## [TASK LIST]
1/ In the Catholic Worker excerpt, copy word for word the part starting with "Don and Idella" and going on through "as a child.".
2/ Decide whether each statement agrees with the Catholic Worker excerpt. Answer yes or no, and quote the deciding words of the excerpt.
(a) The farmhouse the Gallaghers bought is made of brick.
(b) The Catholic Worker House of Hospitality in Chicago is still open.
(c) The $500 for food packages came from a friend in California.
3/ According to the Catholic Worker excerpt, at what address were the offices of Today?
------ DOCUMENT EXCERPT ------
Don and Idella Gallagher have shown their faith by buying an old brick farmhouse, charmingly situated near a church, with a good garden around it, an ideal place as it is just outside the city where Don works, and rural besides. They are looking forward to having family conferences out there, and having already had one Catholic Worker party.
In Chicago I visited the two Reser families on the North Side and had lunch with Tom Sullivan, John Cogley, Jim O’Gara and Fr. Carrabine at the offices of Today, a fortnightly published for Cisca at 638 Deming place, a quiet street I used to skate on as a child.
Al Reser started the Catholic Worker House of Hospitality in Chicago which is now closed since the war. He has four children, and works as all fathers do, at home as well as at work, but he is most interested in the family Apostolate and as part of it wants to start a collection to rebuild the homes of the families of Nagasaki and Hiroshima, as a conscience fund. There are Jesuits there whom he will ask to administer the fund, but he is willing to sponsor, and take up the correspondence work about it, together with his wife, Catherine. If anyone is interested in getting this conscience fund going, let him get in touch with Al Reser, 1749 W. Allison St., Chicago, Ill. This last month some friend in California sent us $500 in cash to send food packages to Europe. It was an anonymous donation and we do thank whoever it was for their trust in us. The money has been spent and the food packages are on their way, to Germany, Italy, France, Finland, Poland, Hungary, etc. Maybe someone will send $5000 or so for the rebuilding of homes for the Japanese families we have injured so cruelly. The latest news about the atom bomb is that those it has not killed outright will die of cancer within the next ten or fifteen years.
------ SOURCE MATERIAL ------
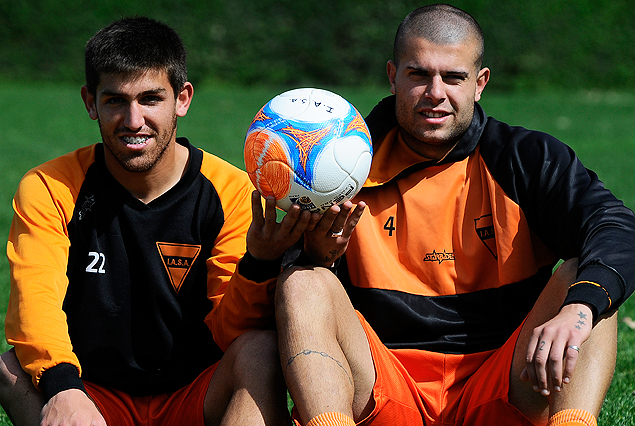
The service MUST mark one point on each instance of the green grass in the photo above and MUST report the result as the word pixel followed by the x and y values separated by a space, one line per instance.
pixel 41 122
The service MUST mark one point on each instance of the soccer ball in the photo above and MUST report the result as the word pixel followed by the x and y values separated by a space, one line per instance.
pixel 309 147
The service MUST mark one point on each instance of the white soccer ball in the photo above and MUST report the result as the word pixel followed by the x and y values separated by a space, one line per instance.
pixel 309 147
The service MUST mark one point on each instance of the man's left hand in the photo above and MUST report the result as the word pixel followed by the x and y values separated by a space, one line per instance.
pixel 554 348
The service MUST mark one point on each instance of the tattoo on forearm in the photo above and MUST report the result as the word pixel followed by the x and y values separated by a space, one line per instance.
------
## [ANSWERS PROVIDED]
1/
Don and Idella Gallagher have shown their faith by buying an old brick farmhouse, charmingly situated near a church, with a good garden around it, an ideal place as it is just outside the city where Don works, and rural besides. They are looking forward to having family conferences out there, and having already had one Catholic Worker party.
In Chicago I visited the two Reser families on the North Side and had lunch with Tom Sullivan, John Cogley, Jim O’Gara and Fr. Carrabine at the offices of Today, a fortnightly published for Cisca at 638 Deming place, a quiet street I used to skate on as a child.

2/
(a) Yes: "buying an old brick farmhouse"
(b) No: "which is now closed since the war"
(c) Yes: "some friend in California sent us $500 in cash to send food packages to Europe"

3/ 638 Deming place